# Exercise details
Starting at the line below holding "Query: grassy riverbank" and stopping at the line holding "Query: backpack waist belt", print every line exactly, both ends included, and leave the rest out.

# Source material
■ ■ ■

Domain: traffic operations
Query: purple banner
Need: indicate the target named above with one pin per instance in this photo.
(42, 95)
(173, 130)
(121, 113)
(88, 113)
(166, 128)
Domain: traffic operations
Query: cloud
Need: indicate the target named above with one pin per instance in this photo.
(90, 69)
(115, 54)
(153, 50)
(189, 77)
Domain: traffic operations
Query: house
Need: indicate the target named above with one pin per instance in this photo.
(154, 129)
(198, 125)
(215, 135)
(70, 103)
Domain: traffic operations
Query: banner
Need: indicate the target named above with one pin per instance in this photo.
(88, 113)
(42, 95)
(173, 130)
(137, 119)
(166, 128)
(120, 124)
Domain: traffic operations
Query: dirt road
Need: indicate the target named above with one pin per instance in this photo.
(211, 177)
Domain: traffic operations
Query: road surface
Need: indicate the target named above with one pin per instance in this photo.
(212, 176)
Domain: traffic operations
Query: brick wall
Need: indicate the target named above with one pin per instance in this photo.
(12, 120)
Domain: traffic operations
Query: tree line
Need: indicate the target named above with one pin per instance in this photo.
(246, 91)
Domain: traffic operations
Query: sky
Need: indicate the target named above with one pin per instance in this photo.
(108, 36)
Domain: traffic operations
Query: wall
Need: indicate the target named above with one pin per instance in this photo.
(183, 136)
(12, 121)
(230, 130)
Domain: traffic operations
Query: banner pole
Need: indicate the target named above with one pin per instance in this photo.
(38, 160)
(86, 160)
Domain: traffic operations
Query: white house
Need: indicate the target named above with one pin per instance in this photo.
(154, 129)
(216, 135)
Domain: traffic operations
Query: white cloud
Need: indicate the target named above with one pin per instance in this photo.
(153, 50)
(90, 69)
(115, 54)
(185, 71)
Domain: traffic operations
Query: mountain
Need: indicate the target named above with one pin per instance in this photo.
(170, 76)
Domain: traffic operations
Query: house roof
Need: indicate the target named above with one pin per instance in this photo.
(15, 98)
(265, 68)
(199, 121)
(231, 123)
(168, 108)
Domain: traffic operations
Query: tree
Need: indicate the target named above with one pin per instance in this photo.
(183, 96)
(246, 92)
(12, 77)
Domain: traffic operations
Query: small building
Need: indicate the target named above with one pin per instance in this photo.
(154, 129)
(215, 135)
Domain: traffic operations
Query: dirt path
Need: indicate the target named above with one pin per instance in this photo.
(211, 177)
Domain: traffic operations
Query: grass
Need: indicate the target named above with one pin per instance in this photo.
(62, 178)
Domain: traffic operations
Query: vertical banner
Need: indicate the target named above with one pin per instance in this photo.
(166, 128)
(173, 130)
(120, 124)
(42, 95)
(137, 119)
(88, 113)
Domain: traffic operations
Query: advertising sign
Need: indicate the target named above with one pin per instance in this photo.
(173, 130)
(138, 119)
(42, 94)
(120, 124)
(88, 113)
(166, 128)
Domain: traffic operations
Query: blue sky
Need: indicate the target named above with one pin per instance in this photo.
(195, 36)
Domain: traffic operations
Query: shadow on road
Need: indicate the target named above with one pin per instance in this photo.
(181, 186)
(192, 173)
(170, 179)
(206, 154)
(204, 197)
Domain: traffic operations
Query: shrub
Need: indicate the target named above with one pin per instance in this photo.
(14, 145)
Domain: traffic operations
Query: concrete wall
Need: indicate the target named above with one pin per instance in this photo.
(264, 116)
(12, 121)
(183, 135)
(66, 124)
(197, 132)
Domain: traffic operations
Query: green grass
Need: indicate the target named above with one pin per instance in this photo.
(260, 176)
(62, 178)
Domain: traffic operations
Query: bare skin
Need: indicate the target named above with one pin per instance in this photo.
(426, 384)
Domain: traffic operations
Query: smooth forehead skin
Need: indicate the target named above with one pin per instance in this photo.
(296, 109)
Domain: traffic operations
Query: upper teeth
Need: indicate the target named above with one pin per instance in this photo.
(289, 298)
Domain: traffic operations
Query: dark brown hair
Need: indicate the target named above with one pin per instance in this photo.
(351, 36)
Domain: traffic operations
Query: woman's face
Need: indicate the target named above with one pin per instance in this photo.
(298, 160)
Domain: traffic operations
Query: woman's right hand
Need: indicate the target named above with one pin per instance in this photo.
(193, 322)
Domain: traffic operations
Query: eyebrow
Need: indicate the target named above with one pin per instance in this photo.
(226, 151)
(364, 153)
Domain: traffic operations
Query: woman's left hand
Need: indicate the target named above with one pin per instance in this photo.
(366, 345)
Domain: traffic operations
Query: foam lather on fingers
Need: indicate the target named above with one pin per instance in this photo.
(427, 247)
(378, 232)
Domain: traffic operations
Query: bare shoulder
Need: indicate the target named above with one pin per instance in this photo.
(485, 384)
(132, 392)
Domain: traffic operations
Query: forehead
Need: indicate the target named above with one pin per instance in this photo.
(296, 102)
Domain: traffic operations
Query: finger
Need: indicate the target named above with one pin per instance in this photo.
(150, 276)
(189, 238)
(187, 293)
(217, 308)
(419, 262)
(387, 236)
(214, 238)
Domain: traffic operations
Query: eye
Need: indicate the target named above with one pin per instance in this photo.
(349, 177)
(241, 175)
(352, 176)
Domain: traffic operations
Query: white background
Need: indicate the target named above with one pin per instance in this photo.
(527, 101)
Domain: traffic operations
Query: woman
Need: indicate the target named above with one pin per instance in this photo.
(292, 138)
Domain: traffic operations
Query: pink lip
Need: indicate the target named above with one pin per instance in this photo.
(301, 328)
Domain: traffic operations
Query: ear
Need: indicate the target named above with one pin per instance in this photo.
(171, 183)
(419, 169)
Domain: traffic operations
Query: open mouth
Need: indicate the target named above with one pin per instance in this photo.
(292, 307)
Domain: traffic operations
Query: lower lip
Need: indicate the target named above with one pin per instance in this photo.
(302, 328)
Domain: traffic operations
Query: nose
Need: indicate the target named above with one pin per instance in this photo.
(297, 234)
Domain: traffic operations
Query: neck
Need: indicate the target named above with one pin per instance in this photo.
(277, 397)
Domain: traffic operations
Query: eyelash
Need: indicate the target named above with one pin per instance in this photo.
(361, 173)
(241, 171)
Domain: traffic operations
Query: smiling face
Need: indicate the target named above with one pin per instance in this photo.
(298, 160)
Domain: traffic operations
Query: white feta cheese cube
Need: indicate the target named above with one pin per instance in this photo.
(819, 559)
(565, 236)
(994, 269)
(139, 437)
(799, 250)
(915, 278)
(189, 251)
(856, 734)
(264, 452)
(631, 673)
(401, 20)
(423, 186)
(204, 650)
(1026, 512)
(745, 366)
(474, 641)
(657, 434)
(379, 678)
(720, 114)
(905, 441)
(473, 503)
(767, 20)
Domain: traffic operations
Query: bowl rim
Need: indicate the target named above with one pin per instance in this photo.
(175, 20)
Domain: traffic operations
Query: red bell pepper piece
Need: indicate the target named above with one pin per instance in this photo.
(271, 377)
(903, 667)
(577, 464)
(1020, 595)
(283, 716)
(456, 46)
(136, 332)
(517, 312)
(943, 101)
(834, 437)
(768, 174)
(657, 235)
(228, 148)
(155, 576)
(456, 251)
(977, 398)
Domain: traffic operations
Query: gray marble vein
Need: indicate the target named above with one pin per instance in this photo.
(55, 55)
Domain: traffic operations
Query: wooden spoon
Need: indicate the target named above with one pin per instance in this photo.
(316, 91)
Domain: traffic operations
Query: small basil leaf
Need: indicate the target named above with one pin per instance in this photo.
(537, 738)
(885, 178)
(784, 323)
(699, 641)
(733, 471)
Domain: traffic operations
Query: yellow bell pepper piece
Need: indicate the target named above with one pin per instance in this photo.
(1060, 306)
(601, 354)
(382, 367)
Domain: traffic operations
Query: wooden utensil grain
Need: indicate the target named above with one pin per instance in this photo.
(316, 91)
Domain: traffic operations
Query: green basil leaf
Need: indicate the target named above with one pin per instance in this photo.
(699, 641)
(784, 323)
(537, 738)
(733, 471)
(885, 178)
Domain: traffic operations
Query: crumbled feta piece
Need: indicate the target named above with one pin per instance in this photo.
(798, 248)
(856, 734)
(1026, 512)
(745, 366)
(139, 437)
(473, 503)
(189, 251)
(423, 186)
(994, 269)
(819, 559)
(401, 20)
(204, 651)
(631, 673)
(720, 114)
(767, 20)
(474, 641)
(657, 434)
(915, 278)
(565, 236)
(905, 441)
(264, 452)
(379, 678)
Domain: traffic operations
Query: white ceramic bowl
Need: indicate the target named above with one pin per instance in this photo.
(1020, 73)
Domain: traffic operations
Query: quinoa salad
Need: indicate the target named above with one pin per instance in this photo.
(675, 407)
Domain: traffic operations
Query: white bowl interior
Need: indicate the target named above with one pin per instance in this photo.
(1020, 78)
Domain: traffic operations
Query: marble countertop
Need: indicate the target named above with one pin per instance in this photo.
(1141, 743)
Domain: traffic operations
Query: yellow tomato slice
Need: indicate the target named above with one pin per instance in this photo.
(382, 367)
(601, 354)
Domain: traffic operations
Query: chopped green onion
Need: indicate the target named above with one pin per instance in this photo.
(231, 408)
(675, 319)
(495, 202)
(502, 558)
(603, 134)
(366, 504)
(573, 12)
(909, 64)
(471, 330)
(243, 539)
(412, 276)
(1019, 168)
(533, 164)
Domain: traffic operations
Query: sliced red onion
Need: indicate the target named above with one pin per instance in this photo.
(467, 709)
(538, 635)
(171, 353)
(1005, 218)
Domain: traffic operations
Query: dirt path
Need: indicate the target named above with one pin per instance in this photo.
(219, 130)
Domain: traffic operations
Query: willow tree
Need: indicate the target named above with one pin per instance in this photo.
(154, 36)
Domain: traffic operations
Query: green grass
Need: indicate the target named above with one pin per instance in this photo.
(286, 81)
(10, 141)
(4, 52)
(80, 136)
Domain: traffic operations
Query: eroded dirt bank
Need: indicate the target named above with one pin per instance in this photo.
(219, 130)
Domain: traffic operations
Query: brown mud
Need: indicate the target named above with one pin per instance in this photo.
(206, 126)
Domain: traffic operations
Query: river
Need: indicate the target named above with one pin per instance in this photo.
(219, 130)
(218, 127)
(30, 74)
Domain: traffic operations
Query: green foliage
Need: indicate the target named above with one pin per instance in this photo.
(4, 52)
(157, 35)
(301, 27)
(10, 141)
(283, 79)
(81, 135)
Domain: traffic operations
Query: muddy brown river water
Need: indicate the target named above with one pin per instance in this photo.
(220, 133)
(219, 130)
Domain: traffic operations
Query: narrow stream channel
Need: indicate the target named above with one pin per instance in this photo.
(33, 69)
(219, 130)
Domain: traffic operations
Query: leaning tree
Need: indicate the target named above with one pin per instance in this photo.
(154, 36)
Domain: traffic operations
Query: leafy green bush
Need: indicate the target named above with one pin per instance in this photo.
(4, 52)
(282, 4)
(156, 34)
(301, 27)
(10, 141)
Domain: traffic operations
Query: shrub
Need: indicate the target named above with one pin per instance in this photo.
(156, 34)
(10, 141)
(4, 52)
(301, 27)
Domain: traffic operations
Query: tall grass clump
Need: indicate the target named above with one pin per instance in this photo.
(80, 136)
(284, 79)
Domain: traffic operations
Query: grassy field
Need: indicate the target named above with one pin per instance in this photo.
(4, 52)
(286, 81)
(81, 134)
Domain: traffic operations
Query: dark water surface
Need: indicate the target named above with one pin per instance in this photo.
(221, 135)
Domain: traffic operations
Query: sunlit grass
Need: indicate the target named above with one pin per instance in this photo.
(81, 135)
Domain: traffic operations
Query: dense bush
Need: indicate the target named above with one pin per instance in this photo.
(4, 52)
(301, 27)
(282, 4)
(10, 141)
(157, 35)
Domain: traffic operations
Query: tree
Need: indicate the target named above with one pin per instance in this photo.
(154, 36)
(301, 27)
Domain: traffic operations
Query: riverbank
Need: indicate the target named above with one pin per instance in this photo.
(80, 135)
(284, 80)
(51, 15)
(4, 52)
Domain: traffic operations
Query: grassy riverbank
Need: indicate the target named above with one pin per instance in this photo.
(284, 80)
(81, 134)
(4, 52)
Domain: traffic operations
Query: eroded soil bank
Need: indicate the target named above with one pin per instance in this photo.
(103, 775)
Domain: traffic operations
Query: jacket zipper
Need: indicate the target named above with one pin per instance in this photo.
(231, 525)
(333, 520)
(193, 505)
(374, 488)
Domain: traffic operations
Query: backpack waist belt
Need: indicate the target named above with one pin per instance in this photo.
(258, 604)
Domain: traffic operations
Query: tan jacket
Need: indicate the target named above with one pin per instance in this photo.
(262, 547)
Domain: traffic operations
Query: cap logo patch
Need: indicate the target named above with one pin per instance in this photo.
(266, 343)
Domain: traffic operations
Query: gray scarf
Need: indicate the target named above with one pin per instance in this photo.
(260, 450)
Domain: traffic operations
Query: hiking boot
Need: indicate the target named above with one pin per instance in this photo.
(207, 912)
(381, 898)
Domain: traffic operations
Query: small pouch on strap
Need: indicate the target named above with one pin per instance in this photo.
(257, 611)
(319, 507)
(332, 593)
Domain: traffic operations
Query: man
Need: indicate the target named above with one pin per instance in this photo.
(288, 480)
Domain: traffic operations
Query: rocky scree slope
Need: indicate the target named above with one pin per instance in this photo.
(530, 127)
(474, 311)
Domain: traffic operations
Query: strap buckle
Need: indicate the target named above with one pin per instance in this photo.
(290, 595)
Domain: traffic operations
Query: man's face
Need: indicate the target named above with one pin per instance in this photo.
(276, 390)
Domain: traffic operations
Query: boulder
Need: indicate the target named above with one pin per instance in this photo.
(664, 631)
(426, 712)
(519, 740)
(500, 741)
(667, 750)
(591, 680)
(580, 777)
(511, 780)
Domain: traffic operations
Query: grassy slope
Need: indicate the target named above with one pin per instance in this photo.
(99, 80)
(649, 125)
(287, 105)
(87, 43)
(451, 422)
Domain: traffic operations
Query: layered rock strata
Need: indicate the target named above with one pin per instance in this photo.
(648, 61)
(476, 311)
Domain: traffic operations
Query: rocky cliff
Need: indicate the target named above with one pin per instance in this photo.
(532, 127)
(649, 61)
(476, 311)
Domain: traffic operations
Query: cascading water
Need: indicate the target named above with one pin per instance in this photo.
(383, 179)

■ ■ ■

# Solution to the problem
Query: grassy riverbank
Need: indicate the target named above with one pin per instance in this photo.
(284, 80)
(81, 134)
(4, 52)
Domain: traffic operations
Query: eroded soil bank
Need: indicate the target named above with one pin per instance in this photo.
(103, 775)
Domain: traffic operations
Query: jacket zipper
Need: indicate the target named above with one pin per instance in this photo.
(231, 525)
(333, 520)
(193, 505)
(374, 488)
Domain: traffic operations
Query: backpack waist belt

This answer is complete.